Input records →
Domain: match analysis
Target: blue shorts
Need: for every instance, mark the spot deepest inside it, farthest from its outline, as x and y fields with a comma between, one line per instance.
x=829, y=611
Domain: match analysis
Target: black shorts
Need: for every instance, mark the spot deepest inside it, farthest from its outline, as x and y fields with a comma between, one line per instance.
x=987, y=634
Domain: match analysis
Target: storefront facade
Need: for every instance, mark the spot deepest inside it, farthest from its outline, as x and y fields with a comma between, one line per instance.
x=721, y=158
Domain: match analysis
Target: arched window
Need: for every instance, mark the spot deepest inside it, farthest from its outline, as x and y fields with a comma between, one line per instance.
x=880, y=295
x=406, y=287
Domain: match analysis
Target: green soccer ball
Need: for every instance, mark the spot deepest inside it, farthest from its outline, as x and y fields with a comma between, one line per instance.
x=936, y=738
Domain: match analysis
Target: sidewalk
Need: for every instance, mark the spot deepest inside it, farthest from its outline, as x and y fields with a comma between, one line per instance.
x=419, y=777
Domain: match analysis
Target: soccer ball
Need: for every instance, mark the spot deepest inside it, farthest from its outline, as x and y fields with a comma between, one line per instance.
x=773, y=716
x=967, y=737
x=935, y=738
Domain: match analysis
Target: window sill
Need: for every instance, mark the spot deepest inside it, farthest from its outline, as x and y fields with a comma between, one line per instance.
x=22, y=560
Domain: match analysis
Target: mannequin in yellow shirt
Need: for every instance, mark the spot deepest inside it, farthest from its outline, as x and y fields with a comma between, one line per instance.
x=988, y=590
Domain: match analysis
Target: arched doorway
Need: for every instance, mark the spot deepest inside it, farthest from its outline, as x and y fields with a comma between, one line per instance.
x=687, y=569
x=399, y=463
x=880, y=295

What this task involves → Write out the lines above, starting at the line that contains "Target: window sill" and ending with the final line, and nothing else; copy them exactly.

Response for this exercise →
Target: window sill
Need: for every instance, mark the spot deepest inside it, farthest from its outline, as x and y fields with a comma between, one line per instance.
x=22, y=560
Domain: match analysis
Target: mannequin in yellow shirt
Need: for every instance, mark the spot deepest inside it, farthest from its outline, as x and y fields with a comma between, one line per instance.
x=988, y=590
Domain: match analysis
Target: arched doorway
Need: for every instance, mark the spot deepest inside it, farthest from its outline, as x and y fields with a comma between, one line per instance.
x=687, y=569
x=399, y=463
x=880, y=295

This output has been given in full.